- [PASSAGE GIVEN]:
THAT REMINDS ME -- I SHOULD GET
SOME KIND OF TROPHY CASE.
>> Gwen: YOU ARE SO FULL OF
YOURSELF LATELY.
>> Ben: WHAT'S THE BIG DEAL?
I GOT HERE AND I TOOK OUT THE
BAD GUY FOR YOU.
WHAT?
>> SHOTGUN!
I CALLED IT!
>> YOU'RE ALREADY RIDING
SHOTGUN.
WHY DO YOU KEEP CALLING IT OVER
AND OVER?
>> BECAUSE IT'S FUN TO YELL
"SHOTGUN."
SHOTGUN!
>> Max: OKAY, MANNY, THAT'S
ENOUGH.
THIS IS A PLUMBER'S TRAINING
MISSION, NOT A --
[ BEEPING ]
>> WHAT IS THAT?
>> Max: PLANETARY DEFENSE ALERT.
WE JUST PUT THE SATELLITES IN A
MONTH AGO.
AN ALIEN WAR FLEET IS HEADING
FOR EARTH.
I TAKE BACK WHAT I SAID EARLIER,
KIDS.
THIS ISN'T A TRAINING MISSION.
THIS IS THE REAL DEAL.
[ TIRES SQUEALING ]
[ HORN BLARES ]
[ INDISTINCT RADIO CHATTER ]
[ HELICOPTERS WHIRRING ]
[ WHIRRING ]
>> [ Voice amplified ] OKAY,
BUDDY, LAST TIME.

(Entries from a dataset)
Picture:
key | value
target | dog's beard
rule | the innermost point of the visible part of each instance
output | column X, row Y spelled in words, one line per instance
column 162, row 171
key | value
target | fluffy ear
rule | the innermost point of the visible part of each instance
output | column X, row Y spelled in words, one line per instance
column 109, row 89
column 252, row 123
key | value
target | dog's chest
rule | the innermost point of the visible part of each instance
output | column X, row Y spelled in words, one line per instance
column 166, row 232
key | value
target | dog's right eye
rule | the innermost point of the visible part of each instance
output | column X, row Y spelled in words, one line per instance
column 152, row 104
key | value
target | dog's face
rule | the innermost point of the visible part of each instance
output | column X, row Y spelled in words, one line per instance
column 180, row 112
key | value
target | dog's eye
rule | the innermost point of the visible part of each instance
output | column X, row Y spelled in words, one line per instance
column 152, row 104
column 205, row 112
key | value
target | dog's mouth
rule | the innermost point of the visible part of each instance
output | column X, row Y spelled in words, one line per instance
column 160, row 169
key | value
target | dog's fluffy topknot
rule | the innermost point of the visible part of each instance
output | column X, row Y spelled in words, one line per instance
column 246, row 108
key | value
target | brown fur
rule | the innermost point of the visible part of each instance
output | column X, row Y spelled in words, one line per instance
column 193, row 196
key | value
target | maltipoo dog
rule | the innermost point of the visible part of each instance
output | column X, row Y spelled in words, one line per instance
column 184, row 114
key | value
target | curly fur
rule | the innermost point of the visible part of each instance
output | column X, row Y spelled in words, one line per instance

...

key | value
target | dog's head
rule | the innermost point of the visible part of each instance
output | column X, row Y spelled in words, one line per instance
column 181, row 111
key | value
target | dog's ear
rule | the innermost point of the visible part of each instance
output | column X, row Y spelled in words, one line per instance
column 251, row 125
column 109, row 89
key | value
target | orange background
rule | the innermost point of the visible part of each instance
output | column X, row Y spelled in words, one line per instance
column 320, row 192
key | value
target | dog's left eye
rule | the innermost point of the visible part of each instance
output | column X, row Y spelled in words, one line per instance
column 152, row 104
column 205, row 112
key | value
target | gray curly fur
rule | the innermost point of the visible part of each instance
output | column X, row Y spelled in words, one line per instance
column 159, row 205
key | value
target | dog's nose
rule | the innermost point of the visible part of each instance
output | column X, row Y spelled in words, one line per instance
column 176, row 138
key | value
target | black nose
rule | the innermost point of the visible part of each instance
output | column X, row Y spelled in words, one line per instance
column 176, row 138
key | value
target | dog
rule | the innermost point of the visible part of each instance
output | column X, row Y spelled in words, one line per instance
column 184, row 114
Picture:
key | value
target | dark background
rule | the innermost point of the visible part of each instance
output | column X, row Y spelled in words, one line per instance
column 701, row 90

- [JOBS]:
A: Substitute "VILLAIN" for "BAD GUY" in the transcript, and write out the part starting with "THAT REMINDS ME" and going on through "I CALLED IT!".
B: Answer these questions using the transcript.
(i) What does Ben say he should get?
(ii) According to Max, how long ago were the satellites put in?
(iii) What does Max say is heading for Earth?

- [THE RESULTS]:
A:
THAT REMINDS ME -- I SHOULD GET
SOME KIND OF TROPHY CASE.
>> Gwen: YOU ARE SO FULL OF
YOURSELF LATELY.
>> Ben: WHAT'S THE BIG DEAL?
I GOT HERE AND I TOOK OUT THE
VILLAIN FOR YOU.
WHAT?
>> SHOTGUN!
I CALLED IT!

B:
(i) Some kind of trophy case.
(ii) A month ago.
(iii) An alien war fleet.